:: Article ::

Stephen Roger Powers


Salmon Poetry
Published February 27, 2014.
Softcover. 76 pages.
ISBN 978-1-908836-66-3
Cover photo: “Abandoned,” by David Dunn.
Book design by Siobhán Hutson.


After following all roads to Dollywood in The Follower’s Tale, Stephen Roger Powers now brings the fairy songmother of the Smoky Mountains to a wider world in Hello, Stephen. With poems about tattoos and paint, islands and lakes, secrets and starlight, in a voice that turns from whimsical to melancholy, this second collection of lyric and narrative poetry transports the magic of Dolly Parton to Hawaii, India, and other surprising destinations.


Brooding, funny, sensuous, textured, drunk on language—these poems, this book, is a wonder of precision, of a passionate involvement with the world and many of its (shall we say "unique") humans.

:::

> Actions to take:
[1] Reproduce the stretch of the book listing from "Book design by" through "other surprising destinations.".
[2] List every subject that the book listing says the poems are about.

:: Supplied records ::

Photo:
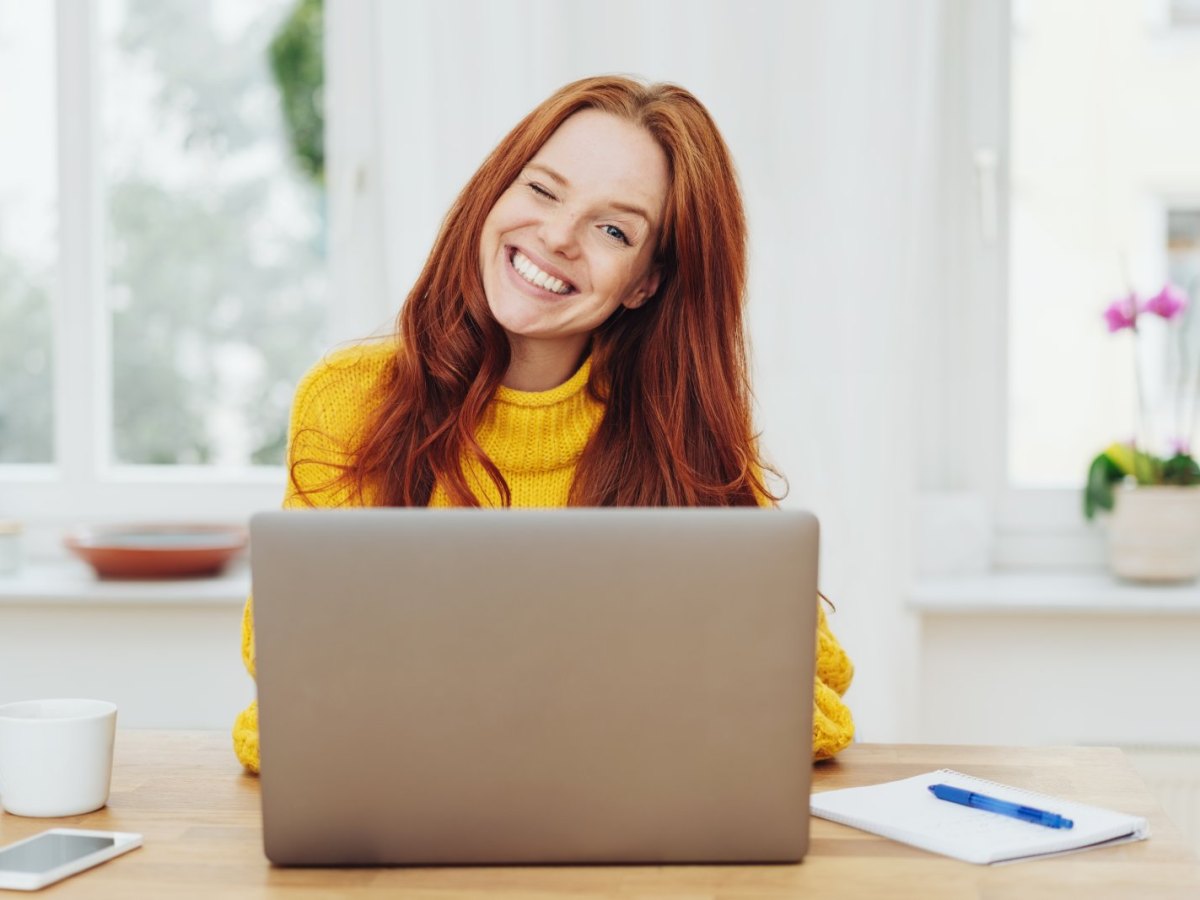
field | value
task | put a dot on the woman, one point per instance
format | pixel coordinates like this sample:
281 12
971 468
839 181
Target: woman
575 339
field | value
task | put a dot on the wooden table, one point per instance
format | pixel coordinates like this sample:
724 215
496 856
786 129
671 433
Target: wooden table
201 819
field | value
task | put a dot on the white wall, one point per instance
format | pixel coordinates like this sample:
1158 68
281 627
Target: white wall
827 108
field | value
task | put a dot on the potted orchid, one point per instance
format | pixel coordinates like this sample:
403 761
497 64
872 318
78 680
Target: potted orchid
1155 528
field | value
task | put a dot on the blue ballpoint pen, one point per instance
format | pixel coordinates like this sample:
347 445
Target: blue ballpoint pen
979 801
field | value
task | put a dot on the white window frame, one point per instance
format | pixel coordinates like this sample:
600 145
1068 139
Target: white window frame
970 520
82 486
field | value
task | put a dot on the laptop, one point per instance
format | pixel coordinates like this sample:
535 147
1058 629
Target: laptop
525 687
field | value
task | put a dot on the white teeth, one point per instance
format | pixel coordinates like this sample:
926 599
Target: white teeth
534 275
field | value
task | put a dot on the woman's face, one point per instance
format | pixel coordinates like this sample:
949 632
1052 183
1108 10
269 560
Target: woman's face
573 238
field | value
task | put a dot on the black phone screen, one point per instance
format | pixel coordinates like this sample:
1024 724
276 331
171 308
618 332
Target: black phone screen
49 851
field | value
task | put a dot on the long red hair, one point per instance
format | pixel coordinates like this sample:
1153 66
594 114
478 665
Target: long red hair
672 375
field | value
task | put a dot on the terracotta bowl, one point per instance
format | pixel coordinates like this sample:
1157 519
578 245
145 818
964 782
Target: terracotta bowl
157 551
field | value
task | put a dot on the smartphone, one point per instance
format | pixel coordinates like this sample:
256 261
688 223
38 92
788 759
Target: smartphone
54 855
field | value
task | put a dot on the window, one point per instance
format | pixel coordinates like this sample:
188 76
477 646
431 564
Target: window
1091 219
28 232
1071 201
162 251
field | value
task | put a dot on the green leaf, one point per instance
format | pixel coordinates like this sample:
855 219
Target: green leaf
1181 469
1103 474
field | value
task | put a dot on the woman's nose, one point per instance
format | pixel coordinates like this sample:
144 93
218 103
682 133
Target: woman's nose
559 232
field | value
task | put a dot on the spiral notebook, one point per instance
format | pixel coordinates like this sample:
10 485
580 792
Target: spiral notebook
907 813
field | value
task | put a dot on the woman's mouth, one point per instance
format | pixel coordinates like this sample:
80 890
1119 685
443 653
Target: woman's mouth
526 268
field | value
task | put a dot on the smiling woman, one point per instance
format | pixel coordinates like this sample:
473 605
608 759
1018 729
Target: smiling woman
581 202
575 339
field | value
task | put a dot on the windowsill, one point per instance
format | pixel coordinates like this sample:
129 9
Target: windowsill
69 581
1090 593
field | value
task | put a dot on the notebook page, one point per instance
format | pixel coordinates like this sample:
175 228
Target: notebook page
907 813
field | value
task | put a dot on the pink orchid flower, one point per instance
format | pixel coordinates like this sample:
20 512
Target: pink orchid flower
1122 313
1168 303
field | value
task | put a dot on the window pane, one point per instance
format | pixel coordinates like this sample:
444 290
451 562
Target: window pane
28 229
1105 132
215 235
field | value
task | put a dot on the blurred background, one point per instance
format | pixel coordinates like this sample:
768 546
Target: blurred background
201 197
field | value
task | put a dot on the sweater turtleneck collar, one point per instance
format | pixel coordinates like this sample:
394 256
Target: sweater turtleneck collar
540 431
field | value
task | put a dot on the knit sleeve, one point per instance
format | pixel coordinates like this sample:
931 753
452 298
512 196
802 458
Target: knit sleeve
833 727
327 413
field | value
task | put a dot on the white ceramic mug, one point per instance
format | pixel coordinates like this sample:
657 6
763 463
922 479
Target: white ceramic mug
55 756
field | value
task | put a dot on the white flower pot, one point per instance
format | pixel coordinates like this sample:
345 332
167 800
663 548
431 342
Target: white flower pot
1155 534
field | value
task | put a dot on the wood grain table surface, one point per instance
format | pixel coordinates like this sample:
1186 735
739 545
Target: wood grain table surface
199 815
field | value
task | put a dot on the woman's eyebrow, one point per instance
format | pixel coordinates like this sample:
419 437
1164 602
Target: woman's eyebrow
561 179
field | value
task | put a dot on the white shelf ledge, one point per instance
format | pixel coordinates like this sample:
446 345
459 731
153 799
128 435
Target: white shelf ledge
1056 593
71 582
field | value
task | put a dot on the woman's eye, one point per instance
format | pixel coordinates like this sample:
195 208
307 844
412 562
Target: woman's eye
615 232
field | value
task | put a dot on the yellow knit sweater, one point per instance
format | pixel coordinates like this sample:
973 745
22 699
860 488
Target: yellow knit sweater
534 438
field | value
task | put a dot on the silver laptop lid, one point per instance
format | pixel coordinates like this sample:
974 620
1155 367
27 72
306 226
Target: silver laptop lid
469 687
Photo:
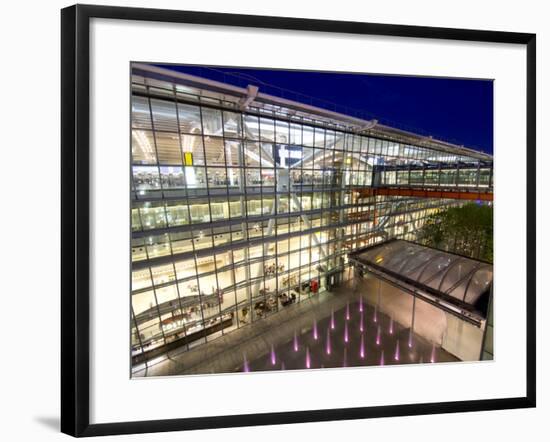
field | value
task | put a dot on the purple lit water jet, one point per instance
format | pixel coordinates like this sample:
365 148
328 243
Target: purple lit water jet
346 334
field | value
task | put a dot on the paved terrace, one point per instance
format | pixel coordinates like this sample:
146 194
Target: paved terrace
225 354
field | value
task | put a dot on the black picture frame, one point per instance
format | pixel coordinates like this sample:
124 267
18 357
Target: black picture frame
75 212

:::
:: Supplied records ::

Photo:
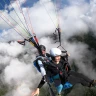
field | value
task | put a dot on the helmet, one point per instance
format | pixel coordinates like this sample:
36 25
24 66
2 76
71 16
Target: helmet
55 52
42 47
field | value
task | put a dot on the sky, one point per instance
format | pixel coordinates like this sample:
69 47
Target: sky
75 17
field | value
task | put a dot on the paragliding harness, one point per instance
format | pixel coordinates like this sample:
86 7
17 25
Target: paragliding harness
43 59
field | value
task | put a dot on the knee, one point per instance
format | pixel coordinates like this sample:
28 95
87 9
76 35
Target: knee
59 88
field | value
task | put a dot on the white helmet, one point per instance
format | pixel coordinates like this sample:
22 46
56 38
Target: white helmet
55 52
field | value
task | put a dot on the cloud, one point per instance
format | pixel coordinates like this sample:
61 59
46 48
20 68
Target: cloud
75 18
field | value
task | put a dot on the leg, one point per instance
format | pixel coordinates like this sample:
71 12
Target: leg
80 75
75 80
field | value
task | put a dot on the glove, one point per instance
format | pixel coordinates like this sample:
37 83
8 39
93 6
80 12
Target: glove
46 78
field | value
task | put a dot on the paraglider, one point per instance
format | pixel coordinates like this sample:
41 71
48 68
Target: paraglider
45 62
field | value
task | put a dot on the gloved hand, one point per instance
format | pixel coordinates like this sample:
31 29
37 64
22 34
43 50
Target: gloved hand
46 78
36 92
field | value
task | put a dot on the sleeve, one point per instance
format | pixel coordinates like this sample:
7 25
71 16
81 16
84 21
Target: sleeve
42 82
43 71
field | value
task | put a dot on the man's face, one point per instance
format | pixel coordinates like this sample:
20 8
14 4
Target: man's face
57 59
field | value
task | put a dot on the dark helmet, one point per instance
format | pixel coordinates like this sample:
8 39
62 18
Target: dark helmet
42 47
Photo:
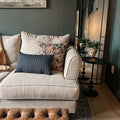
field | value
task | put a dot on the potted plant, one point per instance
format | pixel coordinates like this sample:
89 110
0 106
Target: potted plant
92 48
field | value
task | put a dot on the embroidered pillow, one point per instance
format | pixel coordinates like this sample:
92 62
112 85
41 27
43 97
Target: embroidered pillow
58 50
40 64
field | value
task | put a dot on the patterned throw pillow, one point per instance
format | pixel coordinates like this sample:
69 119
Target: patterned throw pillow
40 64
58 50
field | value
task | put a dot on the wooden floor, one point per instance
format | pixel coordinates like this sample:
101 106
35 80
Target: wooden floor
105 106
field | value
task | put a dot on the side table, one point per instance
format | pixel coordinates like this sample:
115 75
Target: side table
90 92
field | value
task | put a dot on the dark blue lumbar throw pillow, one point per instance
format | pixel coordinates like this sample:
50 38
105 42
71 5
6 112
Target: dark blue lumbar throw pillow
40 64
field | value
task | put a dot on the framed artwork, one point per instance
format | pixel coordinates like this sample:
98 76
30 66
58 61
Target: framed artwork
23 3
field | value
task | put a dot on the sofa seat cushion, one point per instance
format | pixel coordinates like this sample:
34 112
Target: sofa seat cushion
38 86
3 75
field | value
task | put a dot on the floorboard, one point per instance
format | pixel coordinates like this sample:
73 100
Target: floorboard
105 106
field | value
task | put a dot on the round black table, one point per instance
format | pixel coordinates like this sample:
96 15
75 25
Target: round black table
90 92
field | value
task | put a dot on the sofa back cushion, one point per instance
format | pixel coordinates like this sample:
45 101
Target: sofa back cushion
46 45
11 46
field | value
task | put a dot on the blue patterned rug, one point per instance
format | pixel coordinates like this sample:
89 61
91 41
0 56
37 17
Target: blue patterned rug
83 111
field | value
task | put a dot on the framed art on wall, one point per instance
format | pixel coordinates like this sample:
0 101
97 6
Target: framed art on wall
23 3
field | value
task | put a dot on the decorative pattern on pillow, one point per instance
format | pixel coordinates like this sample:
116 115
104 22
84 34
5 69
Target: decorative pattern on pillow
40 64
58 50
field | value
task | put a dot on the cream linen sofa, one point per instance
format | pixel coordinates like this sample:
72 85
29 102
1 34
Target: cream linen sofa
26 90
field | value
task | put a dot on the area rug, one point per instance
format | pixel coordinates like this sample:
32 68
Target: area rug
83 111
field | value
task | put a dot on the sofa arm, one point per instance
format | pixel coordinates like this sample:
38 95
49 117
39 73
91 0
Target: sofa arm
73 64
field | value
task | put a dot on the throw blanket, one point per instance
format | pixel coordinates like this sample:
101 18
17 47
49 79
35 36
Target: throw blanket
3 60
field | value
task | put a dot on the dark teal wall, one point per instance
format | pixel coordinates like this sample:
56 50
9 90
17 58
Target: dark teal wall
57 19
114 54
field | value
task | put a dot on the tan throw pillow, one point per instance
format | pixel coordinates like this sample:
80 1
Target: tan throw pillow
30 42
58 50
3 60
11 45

:::
:: Supplied records ::

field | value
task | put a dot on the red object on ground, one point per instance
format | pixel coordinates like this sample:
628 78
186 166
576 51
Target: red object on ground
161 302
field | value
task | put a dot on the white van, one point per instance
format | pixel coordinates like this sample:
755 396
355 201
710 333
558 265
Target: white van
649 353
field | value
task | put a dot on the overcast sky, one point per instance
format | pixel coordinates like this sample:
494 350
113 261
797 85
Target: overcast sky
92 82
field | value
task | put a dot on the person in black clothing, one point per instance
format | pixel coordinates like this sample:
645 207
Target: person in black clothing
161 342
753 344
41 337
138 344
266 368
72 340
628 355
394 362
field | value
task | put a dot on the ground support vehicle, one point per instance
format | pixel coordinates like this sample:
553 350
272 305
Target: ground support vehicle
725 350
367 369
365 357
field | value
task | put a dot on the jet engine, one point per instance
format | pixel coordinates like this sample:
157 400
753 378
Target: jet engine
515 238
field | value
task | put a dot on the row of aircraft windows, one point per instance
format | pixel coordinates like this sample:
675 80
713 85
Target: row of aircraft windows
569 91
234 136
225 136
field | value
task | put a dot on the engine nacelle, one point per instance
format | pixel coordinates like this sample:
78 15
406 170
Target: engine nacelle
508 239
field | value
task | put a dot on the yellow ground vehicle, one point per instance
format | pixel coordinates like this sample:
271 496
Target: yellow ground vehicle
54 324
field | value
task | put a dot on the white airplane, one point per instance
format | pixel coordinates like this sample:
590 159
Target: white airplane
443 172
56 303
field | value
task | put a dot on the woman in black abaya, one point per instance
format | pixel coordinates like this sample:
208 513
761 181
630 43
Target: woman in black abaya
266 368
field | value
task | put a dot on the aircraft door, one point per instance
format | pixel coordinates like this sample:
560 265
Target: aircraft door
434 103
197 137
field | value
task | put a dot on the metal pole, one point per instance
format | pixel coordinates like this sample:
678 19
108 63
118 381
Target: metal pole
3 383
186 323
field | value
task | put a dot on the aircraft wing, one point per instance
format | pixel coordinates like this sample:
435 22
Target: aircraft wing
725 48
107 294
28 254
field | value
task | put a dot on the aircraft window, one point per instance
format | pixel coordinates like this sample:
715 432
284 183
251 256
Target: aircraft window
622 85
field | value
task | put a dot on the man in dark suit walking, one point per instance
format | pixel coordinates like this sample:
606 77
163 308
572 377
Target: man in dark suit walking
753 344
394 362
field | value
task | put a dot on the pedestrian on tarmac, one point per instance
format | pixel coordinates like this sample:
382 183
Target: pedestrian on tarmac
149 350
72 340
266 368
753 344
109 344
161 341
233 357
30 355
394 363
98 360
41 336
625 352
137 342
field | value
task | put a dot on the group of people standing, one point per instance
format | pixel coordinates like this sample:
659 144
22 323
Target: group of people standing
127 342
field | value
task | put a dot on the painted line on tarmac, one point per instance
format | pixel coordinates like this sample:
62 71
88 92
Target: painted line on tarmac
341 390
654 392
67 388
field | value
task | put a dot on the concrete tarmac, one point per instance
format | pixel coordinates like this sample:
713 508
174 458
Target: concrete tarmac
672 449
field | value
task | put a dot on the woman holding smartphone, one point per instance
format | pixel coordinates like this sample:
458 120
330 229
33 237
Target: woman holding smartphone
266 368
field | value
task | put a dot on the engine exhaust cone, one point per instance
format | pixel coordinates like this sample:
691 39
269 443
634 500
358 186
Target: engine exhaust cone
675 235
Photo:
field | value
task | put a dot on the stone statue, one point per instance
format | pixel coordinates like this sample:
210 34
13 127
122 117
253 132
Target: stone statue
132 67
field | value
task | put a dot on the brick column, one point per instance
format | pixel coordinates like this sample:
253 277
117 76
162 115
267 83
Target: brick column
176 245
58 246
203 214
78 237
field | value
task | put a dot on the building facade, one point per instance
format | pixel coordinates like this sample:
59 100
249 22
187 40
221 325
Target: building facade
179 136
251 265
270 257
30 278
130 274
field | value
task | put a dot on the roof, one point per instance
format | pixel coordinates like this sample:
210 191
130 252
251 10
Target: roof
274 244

:::

> Exercise answers:
[1]
Book design by Siobhán Hutson.


After following all roads to Dollywood in The Follower’s Tale, Stephen Roger Powers now brings the fairy songmother of the Smoky Mountains to a wider world in Hello, Stephen. With poems about tattoos and paint, islands and lakes, secrets and starlight, in a voice that turns from whimsical to melancholy, this second collection of lyric and narrative poetry transports the magic of Dolly Parton to Hawaii, India, and other surprising destinations.

[2] tattoos, paint, islands, lakes, secrets, starlight